SOURCE PASSAGE
>> start

Hi Stamatis,

Just now getting back to this, but thank you very much for the detailed
response! At least it seems like I was on the right track, and you've given
me some things to consider. To my knowledge, the druid-sql implementation
was partially based on/inspired by the calcite Druid adapter, but with
subsequent refactorings has started to drift . The biggest difference is
that it produces native java objects rather than a json request, but there
are still a few recognizable bits.

If I have the chance, I'll see if I can work out a solution to some of the
validator errors while I work on this implementation, and contribute back
upstream.

Thanks again!

Clint


On Thu, Jan 24, 2019 at 12:46 AM Stamatis Zampetakis <[email protected]>
wrote:

> Hi Clint,
>
> Thanks for opening this discussion.
>
> Probably you are already aware of this but the Calcite project has already
> an adapter for Druid [1] from which
> you can take possibly some ideas. Having said that, I am not sure if
> dynamic parameters are handled somehow by DruidQuery since I couldn't find
> something relevant.
>
> From what I can see DruidRel also follows the Bindable convention which
> means that you have access to the DataContext. During planning and the
> transformation to
> the Druid convention you could introduce some placeholders for the dynamic
> parameters that are get populated from the DataCotnext during the execution
> of the query
> (so very similar to how parameters are handled in the Bindable convention).
>
> Other than that the visitors approach also seems reasonable to me although
> it means that you will somehow copy the whole RelNode tree for each
> execution of the query
> with different parameters.
>
> Indeed after binding the parameters there might exist simplifications that
> can be performed in the RelNode tree but it may not be a very good idea to
> do them. Using parameters
> is beneficial for having always the same execution plan so not have to
> optimize and compile the same query multiple times.
>
> I don't think it is required to implement CalcitePrepare if you don't need
> to. It depends very much on what are your needs.
>
> The validator exceptions you observed are indeed annoying. It should be
> possible to improve this behavior by working on the way the validator
> infers unknown types [2].
>
> Best,
> Stamatis
>
> [1] https://github.com/apache/calcite/tree/master/druid
> [2]
>
> https://github.com/apache/calcite/blob/e804521beeec30eccb5ae3a29620f818d0de8427/core/src/main/java/org/apache/calcite/sql/validate/SqlValidatorImpl.java#L1725
>
> Στις Σάβ, 5 Ιαν 2019 στις 2:59 π.μ., ο/η Clint Wylie <[email protected]
> >
> έγραψε:
>
> > Hi all,
> >
> > I've been investigating/experimenting with adding support for dynamic
> > parameters in Druid (
> > https://github.com/apache/incubator-druid/tree/master/sql) and I've come
> > up
> > with a few questions and was also wondering if there are any
> > recommendations or best practices on this matter?
> >
> > My first question I guess is "how to do?". In my digging so far it
> appears
> > there are basically 2 sides necessary.
> >
> > The first is how to handle binding the values of the dynamic parameters.

>> end

EXERCISE INPUT
>> start

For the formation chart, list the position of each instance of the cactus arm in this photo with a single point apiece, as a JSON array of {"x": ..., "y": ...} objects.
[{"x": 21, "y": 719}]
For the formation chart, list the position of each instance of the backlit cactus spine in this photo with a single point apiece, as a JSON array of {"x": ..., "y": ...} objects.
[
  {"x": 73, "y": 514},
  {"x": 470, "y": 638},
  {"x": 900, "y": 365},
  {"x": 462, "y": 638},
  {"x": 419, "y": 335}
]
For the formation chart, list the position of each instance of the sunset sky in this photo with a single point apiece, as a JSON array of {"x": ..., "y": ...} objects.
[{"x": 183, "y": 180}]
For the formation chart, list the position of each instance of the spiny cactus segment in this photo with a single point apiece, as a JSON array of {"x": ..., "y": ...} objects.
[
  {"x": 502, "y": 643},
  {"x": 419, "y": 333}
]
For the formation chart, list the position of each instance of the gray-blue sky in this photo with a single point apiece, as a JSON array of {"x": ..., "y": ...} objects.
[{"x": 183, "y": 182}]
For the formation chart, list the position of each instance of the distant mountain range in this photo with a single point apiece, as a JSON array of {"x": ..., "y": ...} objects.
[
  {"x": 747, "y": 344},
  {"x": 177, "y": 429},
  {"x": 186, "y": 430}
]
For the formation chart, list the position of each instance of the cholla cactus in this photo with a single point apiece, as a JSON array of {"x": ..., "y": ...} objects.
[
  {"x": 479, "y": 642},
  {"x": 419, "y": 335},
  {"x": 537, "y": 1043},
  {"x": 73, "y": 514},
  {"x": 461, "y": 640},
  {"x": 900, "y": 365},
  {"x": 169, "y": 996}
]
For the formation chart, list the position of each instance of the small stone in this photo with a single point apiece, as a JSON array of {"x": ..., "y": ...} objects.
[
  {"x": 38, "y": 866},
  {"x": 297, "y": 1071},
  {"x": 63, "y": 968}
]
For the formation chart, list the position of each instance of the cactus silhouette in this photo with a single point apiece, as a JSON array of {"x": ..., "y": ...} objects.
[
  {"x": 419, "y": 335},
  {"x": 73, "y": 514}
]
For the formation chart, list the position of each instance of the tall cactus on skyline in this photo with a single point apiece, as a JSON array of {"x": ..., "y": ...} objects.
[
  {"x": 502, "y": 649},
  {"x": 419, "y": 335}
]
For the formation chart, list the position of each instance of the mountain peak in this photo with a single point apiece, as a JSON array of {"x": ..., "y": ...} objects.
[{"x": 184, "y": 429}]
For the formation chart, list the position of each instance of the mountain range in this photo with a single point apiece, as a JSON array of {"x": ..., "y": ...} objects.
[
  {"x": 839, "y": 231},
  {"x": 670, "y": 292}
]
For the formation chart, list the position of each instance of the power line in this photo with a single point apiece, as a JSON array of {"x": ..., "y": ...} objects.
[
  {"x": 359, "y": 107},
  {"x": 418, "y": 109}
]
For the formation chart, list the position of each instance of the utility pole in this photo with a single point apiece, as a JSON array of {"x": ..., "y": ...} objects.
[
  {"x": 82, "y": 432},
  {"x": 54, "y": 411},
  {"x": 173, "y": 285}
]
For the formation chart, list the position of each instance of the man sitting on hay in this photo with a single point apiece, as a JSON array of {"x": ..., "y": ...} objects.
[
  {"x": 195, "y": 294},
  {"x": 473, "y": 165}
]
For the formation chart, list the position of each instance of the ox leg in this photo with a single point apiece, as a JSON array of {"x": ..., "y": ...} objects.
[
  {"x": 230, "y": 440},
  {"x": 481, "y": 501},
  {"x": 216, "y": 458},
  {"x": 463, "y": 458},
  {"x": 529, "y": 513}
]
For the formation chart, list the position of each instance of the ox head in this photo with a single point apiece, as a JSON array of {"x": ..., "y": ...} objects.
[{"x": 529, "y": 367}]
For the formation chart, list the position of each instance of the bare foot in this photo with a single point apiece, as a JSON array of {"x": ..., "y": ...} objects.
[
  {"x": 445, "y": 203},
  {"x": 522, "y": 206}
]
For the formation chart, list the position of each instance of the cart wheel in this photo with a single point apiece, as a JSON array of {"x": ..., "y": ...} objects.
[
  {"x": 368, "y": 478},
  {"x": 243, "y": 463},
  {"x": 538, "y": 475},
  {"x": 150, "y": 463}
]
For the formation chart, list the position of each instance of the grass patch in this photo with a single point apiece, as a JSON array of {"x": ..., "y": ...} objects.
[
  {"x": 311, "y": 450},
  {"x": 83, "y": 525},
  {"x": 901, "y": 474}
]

>> end

EXERCISES TO COMPLETE
• 1. According to the email thread, what is the biggest difference between the druid-sql implementation and the Calcite Druid adapter?
• 2. Which lines of the listing contain the string "range"? Copy each of those lines.

SOLUTION SET
• 1. The druid-sql implementation produces native Java objects rather than a JSON request.

• 2.
For the formation chart, list the position of each instance of the distant mountain range in this photo with a single point apiece, as a JSON array of {"x": ..., "y": ...} objects.
For the formation chart, list the position of each instance of the mountain range in this photo with a single point apiece, as a JSON array of {"x": ..., "y": ...} objects.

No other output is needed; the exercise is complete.